### AIM OF THE EXERCISE
Return the passage of the article about the O'Kasick brothers starting at "Canfield, suffering numerous" and ending at "for several days.", copied word for word.

### READING TEXT
▶

O'Kasick had tried to kill himself (by shooting) once before, the night his brothers were cornered and killed in the brush of Carlos Avery game farm near Wyoming, Minn.
He recovered to tell the full story of the O'Kasick exploits, but doctors said his heart had been weakened by the wound. For that reason he was given a ground floor job in the reformatory tailor shop.
"In that assignment he didn't have to climb stairs," Jackson said,
This, morning O'Kasick reported he was ill and "slept in" instead of, reporting to the tailor shop. A guard making a routine check noticed he was doubled up in a blanket in his bunk.
The knife was protruding from O'Kasick's stomach. An ambulance was called but he died within a few minutes.
Jackson said O'Kasick had been "quiet" but still talked about a new trial in the Lindgren case. He had claimed that a highway patrolman had killed Lindgren in firing at his brothers.
A transcript of trial testimony in Anoka county district court was being prepared for an appeal for a new trial.
After the killing of the two brothers, only James was left to identify the trio as the gunmen who shot Fossum and Officer Ward Canfield in a gun battle at 39th, St, and Blaisdell Av. on Aug. 17, 1957.
He revealed that he and his brothers Roger, 26, and Ronald, 24, were on their way to hold up the Red Owl store at 24th St. and Hennepin Av. in a stolen car when Fossum and Canfield pursued them.
Fossum was killed by gunfire and Canfield, wounded in the abdomen, was run over by the bandit car as he law in the street.
Canfield, suffering numerous injuries, was in critical condition for some time, He underwent 14 operations, including the amputation of one leg, and is still convalescent
The O'Kasicks fled from Minneapolis and hid, out for a time in the woods of northern Minnesota. Then they returned to the Minneapolis area and hid in the brush of Anoka County for several days.
Police had not learned the identity of the killers when the O'Kasicks erupted the second time 28 days after the first episode.
They got into a freakish scrape with Anoka county sheriff's deputies, wounded Deputy James A. Sampson, 30, and hurried to the nearby home of Lindgren to commandeer his car.
They took Lindgren hostage in his car from his home, four miles north of Anoka, and forced him to drive at a wild pace with highway patrolmen in pursuit.
In a field of brush and willows at the game farm, Lindgren was shot and killed.
Highway Patrolmen James Crawford killed Roger and Ronald O'Kasick with a shotgun blast.
James, alone in the brush, turned his gun on himself.
The O'Kasicks were not known at that time as the Fossum killers, but the violence of the episode with Lindgren gave police the hunch the brothers were the hunted ones.
James, near death in General hospital, confessed the crime spree of the trio.

◀

### GIVEN DATA

▶

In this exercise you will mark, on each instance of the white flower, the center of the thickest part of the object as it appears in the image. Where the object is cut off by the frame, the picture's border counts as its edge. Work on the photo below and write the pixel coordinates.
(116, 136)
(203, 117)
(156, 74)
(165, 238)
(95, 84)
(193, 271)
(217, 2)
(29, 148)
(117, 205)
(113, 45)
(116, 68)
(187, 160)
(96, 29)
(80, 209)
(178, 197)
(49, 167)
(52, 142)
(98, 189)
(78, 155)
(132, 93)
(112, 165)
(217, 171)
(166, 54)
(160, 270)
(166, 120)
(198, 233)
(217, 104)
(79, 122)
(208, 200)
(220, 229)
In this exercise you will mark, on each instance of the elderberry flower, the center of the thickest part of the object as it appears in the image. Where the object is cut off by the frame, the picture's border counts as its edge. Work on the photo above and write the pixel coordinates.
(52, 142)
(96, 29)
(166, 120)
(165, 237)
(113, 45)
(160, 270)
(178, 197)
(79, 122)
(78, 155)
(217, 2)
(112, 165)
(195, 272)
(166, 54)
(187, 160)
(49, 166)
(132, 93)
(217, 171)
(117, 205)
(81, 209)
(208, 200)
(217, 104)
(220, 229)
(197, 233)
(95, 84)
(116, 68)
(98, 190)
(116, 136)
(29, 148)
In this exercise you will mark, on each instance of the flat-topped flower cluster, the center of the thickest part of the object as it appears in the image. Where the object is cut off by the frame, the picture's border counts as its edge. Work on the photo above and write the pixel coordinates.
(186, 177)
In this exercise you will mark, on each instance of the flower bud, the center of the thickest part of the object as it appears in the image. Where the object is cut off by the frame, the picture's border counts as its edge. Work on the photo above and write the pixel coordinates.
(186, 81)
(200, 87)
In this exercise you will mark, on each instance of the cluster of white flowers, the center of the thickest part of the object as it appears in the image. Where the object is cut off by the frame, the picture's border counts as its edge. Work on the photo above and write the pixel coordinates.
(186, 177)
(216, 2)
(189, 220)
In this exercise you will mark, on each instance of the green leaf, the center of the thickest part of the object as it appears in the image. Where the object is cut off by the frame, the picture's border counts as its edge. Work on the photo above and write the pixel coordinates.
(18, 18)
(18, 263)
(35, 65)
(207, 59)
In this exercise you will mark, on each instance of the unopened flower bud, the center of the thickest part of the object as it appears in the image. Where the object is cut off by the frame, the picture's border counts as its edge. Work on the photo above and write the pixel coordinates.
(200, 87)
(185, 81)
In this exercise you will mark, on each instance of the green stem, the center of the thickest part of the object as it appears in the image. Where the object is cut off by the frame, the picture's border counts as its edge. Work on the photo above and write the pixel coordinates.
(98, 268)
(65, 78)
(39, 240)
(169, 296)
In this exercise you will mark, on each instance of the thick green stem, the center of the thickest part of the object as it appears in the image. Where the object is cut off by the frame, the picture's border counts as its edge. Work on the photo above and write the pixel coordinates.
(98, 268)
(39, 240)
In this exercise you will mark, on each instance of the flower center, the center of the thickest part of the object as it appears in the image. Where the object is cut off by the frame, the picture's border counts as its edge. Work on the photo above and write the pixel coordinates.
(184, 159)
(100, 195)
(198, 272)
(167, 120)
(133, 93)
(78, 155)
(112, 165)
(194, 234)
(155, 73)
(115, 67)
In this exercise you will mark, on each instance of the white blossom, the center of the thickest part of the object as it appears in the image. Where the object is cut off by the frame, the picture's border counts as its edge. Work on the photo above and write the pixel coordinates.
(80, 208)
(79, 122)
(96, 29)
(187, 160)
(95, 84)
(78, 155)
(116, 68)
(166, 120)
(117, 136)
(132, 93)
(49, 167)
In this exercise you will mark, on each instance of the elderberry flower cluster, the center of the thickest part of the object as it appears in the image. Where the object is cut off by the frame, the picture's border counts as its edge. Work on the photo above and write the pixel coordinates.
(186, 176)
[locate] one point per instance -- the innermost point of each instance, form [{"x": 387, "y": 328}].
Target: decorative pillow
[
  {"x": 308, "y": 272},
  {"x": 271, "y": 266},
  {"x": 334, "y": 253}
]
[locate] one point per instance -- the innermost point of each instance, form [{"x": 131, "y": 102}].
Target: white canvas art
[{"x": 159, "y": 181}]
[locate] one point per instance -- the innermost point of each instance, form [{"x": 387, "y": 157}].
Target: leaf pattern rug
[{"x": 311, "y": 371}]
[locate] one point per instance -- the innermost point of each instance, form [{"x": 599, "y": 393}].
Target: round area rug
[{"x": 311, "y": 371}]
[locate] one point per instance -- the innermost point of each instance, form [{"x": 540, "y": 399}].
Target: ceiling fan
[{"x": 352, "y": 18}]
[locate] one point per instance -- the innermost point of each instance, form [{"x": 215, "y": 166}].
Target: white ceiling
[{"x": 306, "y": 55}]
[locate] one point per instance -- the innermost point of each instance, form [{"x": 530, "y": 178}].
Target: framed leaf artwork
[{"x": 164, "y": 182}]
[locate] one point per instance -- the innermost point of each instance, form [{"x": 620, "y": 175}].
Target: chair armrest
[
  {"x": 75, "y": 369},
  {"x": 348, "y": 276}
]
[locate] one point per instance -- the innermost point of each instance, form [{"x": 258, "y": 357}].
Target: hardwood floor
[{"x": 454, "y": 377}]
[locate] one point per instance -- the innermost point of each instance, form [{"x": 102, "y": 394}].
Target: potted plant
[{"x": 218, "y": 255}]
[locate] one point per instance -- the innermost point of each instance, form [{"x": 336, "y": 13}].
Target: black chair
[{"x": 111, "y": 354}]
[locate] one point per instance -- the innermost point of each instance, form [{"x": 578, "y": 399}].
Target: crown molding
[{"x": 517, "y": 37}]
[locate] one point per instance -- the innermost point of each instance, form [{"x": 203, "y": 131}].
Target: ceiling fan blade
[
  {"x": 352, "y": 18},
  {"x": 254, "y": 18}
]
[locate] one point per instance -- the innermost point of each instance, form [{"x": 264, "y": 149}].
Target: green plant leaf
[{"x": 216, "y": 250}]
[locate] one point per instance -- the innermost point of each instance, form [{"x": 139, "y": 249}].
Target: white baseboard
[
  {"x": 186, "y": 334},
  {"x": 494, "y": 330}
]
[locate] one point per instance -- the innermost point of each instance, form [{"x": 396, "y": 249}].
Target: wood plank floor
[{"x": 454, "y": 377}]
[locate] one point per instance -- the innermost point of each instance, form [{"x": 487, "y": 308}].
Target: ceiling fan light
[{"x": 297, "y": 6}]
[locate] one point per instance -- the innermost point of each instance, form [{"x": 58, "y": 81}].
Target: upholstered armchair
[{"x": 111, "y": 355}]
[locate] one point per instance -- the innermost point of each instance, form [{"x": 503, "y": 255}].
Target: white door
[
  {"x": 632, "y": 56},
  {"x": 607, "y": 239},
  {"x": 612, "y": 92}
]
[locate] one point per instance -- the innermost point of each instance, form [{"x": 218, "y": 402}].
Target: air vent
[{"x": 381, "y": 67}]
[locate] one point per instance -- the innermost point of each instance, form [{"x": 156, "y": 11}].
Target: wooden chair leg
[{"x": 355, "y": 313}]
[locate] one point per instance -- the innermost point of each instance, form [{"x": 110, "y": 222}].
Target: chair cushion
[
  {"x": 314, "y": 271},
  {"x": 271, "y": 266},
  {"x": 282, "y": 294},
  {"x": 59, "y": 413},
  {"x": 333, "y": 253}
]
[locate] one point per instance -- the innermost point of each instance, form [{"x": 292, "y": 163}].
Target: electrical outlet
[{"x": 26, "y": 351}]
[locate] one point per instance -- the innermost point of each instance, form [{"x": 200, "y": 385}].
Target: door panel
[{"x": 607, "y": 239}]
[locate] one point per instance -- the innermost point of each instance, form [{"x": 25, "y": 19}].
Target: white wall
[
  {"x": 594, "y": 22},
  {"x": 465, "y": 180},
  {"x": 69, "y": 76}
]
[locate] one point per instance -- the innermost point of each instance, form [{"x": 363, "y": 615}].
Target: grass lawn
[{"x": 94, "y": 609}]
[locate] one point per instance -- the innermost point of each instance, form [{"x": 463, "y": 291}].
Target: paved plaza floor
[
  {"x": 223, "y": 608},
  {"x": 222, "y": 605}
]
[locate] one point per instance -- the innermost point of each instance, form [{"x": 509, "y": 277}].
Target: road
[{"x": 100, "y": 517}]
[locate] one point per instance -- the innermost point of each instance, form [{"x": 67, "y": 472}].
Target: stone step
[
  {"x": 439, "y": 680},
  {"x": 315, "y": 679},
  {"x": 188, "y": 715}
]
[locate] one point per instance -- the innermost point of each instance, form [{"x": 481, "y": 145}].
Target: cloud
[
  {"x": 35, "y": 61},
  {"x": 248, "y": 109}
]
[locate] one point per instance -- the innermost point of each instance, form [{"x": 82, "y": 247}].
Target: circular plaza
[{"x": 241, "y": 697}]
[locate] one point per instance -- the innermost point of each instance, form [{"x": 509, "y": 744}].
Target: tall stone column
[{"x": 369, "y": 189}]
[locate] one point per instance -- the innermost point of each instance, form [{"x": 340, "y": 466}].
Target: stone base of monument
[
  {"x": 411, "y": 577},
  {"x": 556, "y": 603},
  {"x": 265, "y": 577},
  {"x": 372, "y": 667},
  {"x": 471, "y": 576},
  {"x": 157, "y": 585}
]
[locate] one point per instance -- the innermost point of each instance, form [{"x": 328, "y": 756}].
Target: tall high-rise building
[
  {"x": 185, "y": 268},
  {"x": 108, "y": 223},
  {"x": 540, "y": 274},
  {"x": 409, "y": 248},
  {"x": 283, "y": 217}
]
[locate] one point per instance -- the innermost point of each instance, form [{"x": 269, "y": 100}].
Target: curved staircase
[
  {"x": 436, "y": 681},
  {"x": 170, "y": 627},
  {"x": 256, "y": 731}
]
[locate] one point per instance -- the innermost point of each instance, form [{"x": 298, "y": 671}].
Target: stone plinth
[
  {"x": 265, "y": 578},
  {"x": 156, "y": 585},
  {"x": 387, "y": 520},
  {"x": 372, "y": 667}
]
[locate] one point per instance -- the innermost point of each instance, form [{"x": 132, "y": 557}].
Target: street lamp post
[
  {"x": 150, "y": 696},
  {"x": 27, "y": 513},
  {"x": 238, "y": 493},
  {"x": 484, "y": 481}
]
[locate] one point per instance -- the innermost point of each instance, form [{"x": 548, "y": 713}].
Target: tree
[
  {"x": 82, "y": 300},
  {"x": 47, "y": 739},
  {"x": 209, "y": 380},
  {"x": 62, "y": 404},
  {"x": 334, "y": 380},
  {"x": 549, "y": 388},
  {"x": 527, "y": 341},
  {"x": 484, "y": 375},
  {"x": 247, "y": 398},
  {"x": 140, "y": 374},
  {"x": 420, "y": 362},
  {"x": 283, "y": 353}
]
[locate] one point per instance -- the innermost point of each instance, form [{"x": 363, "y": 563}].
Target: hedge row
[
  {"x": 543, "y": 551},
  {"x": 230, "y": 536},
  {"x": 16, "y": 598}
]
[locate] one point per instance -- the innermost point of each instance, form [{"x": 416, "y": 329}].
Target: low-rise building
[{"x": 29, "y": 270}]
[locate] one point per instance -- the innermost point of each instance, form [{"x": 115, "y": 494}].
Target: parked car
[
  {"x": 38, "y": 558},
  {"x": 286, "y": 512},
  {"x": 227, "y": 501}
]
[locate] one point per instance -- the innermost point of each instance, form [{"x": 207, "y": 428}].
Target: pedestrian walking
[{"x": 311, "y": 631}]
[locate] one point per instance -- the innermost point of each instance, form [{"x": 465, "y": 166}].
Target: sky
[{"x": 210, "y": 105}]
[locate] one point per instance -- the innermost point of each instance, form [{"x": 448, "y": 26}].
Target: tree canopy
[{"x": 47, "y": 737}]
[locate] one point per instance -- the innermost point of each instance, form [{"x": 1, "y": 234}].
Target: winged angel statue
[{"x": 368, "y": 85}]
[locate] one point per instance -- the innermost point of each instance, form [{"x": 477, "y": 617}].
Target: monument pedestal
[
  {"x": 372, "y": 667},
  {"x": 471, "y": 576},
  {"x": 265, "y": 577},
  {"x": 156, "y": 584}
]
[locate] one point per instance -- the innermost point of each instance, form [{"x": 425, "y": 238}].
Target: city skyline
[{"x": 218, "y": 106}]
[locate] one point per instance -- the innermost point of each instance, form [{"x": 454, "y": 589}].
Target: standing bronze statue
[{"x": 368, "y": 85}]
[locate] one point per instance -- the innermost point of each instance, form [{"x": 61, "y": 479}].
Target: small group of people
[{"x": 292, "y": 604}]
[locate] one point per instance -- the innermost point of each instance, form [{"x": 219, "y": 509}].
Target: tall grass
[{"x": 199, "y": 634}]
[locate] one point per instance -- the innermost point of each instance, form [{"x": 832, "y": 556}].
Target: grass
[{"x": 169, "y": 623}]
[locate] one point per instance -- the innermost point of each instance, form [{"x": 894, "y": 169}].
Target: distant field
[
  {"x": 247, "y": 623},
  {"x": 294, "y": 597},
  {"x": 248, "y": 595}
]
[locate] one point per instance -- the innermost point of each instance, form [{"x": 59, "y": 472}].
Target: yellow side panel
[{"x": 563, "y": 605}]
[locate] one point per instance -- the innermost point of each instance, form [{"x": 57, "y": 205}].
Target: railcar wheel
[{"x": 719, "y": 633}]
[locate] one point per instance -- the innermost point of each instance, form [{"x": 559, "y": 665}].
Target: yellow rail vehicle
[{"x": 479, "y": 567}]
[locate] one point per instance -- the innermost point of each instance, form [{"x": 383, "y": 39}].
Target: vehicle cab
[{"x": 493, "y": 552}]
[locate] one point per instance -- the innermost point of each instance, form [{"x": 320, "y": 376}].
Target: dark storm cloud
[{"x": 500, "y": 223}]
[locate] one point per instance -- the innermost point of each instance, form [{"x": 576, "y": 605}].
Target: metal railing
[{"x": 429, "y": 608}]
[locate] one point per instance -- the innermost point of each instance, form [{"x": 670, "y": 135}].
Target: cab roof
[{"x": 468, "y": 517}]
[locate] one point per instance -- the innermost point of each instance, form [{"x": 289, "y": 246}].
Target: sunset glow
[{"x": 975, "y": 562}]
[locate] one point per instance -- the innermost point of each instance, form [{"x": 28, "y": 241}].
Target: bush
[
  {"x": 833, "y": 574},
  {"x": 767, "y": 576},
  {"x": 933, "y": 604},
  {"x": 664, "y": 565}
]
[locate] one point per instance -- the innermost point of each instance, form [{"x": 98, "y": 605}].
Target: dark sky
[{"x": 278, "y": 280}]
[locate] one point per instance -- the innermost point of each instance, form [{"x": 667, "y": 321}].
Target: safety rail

◀

### FINAL ANSWER
Canfield, suffering numerous injuries, was in critical condition for some time, He underwent 14 operations, including the amputation of one leg, and is still convalescent
The O'Kasicks fled from Minneapolis and hid, out for a time in the woods of northern Minnesota. Then they returned to the Minneapolis area and hid in the brush of Anoka County for several days.